■ **What is asked**
Pull out every line of the data below that contains the word "gorse", copying each one in full. Treat the match as case-sensitive.

## start Data shown

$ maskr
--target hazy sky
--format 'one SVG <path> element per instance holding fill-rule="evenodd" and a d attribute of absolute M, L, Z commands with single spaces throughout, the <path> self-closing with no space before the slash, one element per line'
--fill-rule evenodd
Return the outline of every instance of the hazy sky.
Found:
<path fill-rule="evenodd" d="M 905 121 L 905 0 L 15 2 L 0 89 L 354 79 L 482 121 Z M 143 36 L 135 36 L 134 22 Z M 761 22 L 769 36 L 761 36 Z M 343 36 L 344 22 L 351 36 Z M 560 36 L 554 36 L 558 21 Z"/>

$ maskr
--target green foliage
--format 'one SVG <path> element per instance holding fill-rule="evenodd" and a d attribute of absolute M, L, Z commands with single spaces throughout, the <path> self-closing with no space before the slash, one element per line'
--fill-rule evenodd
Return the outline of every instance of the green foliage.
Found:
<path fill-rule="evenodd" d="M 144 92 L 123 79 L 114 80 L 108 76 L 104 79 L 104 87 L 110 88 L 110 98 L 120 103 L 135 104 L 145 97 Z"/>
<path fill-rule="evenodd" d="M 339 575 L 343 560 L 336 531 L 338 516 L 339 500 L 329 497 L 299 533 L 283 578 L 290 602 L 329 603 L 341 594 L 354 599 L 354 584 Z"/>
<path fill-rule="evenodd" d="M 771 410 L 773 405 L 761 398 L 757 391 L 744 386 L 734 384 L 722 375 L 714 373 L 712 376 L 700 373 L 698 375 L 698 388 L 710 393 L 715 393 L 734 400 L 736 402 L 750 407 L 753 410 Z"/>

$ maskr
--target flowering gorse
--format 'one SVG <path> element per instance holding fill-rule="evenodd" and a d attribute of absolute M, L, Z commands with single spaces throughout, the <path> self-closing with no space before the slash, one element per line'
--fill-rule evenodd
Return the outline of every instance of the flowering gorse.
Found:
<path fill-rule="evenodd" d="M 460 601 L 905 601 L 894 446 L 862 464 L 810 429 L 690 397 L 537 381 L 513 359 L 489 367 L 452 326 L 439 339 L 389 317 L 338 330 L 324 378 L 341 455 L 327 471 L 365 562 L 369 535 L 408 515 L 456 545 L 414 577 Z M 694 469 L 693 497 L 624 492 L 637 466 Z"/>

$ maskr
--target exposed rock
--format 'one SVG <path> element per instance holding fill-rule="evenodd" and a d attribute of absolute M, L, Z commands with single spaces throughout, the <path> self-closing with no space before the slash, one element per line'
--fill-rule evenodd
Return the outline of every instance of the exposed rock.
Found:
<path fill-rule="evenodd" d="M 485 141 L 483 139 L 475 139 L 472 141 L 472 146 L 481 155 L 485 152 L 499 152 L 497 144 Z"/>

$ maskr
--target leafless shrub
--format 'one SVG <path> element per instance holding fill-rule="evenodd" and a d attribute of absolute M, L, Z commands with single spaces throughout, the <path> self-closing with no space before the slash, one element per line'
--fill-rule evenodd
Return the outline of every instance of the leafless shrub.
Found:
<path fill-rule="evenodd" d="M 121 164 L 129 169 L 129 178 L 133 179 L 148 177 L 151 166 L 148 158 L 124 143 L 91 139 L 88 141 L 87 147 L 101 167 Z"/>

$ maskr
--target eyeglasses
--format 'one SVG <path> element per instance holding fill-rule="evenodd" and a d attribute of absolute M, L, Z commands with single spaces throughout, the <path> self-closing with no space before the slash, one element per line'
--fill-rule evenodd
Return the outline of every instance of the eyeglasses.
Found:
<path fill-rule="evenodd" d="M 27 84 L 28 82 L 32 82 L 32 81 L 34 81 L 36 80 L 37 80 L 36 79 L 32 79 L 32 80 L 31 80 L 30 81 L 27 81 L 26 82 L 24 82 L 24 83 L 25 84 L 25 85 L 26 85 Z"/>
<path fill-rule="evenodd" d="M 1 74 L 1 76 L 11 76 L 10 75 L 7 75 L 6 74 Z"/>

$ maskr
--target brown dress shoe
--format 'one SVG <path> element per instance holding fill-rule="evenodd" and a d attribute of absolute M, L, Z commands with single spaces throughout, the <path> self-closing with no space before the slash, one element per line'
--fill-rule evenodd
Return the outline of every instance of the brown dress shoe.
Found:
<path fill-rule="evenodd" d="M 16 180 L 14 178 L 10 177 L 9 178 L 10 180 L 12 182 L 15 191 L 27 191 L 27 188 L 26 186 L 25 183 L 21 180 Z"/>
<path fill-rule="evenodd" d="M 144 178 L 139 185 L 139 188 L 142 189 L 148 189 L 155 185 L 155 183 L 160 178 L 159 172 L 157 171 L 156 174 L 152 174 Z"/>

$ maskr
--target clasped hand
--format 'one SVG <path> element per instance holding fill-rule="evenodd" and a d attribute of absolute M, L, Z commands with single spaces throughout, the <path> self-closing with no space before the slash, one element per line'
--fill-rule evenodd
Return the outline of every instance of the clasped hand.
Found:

## end Data shown

■ **The solution**
--target flowering gorse
Return the outline of every instance of the flowering gorse.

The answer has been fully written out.